## TASK BRIEF
What follows is a listing. Return every line of it exactly.

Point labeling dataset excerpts
# # # #

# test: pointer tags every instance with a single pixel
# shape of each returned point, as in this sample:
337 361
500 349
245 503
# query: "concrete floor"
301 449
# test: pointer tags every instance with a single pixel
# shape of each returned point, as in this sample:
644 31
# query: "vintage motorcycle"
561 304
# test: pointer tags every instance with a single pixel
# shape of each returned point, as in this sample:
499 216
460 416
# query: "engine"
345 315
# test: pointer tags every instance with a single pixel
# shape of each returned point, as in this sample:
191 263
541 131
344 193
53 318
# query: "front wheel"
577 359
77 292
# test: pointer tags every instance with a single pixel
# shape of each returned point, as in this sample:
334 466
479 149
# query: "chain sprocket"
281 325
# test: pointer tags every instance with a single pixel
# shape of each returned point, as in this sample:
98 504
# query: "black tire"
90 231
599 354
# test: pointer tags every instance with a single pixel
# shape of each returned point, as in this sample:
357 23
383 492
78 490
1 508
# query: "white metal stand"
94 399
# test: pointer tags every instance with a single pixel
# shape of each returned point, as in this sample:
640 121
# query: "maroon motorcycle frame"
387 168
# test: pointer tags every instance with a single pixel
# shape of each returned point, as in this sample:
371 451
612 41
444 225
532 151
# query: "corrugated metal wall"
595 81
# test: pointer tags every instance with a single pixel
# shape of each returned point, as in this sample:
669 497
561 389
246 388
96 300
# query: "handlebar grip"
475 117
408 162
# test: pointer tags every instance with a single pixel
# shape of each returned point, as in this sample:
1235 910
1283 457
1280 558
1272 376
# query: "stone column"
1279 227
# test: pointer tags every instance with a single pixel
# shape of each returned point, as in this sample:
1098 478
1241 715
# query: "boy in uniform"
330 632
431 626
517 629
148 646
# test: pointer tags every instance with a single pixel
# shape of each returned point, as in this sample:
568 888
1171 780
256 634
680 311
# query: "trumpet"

# # # #

## EXERCISE SOLUTION
# test: pointer tags every instance with a single pixel
# shape of each returned point, as in this sample:
337 361
500 349
245 503
# query: "concrete floor"
301 449
# test: pointer tags every instance with a single pixel
# shape of each returned point, as in this sample:
644 31
# query: "vintage motorcycle"
561 304
# test: pointer tags every instance with a single pixel
# shape of each returned point, as in this sample:
499 216
460 416
# query: "engine"
345 315
# test: pointer tags every instance with a single pixel
# shape of each returned point, as in this sample:
191 263
541 131
344 193
53 318
# query: "front wheel"
577 359
77 292
# test: pointer tags every instance with a single pixel
# shape of each returned point, as in this sample:
334 466
479 149
# query: "chain sprocket"
281 325
# test: pointer tags every instance with a single pixel
# shape of each returned point, as in this sample:
98 504
# query: "black tire"
90 231
599 354
# test: pointer tags every instance with a single pixel
# shape of each returned point, as in this sample:
357 23
383 492
78 490
1 508
# query: "white metal stand"
94 399
# test: pointer tags every instance with a single pixel
# shape of each returned point, as in this sample:
640 121
# query: "maroon motorcycle frame"
387 168
# test: pointer tags every instance with a single pixel
# shape of each returned point, as in this sample:
371 451
612 41
444 225
532 151
# query: "corrugated metal wall"
595 81
# test: pointer tags every instance with a single pixel
# shape of each returned point, as in this sample:
669 497
561 389
246 388
96 300
# query: "handlebar grip"
475 117
408 162
# test: pointer tags every instance with a single pixel
# shape of each returned point, as in this sample:
1235 910
1283 457
1280 558
1272 376
# query: "stone column"
1279 227
# test: pointer tags every instance with a single pixel
# shape of each returned point, as in this sample:
1098 478
1241 715
# query: "boy in uniform"
330 632
431 626
517 629
148 646
# test: pointer tags every instance with a single pixel
# shape of each returned point, as in this sample:
568 888
1171 780
256 634
680 311
# query: "trumpet"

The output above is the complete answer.